=== Text block ===

There are other Quad commitments on which progress needs to be pursued. What exactly happened to the vaccine initiative to be funded by Japan? Similarly, the Supply Chain Resilience Initiative (SCRI) announced with great fanfare two years ago between Japan, India and Australia has also been muted over the last year. Japan had committed to having more dialogue and promoting efforts towards resilient supply chains including enhancing manufacturing capacity in India to become part of wider supply chains. To this end, Japan has funded two Japanese companies in their efforts to expand manufacturing in India without necessarily calling it a China-plus-one initiative.
During the visit, one can look forward to a possible resurrection of the SCRI which becomes all the more important because in 2022 all the Quad countries have actually increased their trade with China instead of diminishing it.

===

- _Task details_
Output the passage on Quad commitments from "There are other" up to and including "a China-plus-one initiative.", unchanged.

=== Supplied material ===

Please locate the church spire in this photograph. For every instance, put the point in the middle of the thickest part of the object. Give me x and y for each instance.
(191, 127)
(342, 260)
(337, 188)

===
=== Supplied material ===

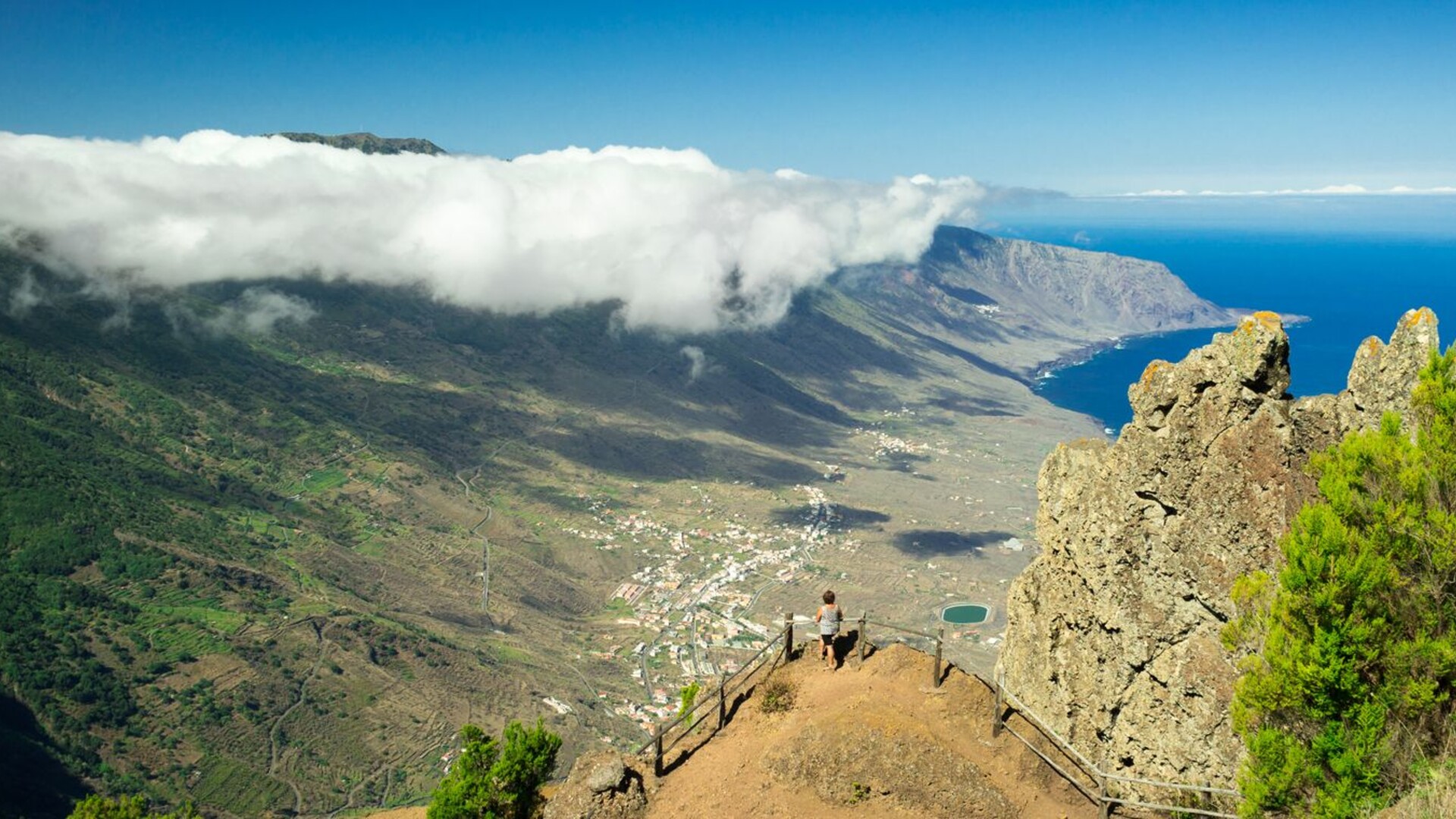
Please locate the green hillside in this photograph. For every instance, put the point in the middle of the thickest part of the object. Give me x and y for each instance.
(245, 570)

===
=== Supplied material ===

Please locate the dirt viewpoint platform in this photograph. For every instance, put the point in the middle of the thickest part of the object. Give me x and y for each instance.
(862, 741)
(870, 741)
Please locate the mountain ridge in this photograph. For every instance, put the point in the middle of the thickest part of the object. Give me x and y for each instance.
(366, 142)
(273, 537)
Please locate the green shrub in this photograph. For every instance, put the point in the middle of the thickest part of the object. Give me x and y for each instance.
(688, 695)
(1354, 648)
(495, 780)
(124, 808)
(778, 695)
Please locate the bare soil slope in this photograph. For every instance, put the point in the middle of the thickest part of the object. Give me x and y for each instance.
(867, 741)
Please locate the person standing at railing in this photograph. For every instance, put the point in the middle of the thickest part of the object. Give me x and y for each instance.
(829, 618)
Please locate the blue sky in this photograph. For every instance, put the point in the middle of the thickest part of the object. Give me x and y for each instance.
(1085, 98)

===

- _Solution for this problem_
There are other Quad commitments on which progress needs to be pursued. What exactly happened to the vaccine initiative to be funded by Japan? Similarly, the Supply Chain Resilience Initiative (SCRI) announced with great fanfare two years ago between Japan, India and Australia has also been muted over the last year. Japan had committed to having more dialogue and promoting efforts towards resilient supply chains including enhancing manufacturing capacity in India to become part of wider supply chains. To this end, Japan has funded two Japanese companies in their efforts to expand manufacturing in India without necessarily calling it a China-plus-one initiative.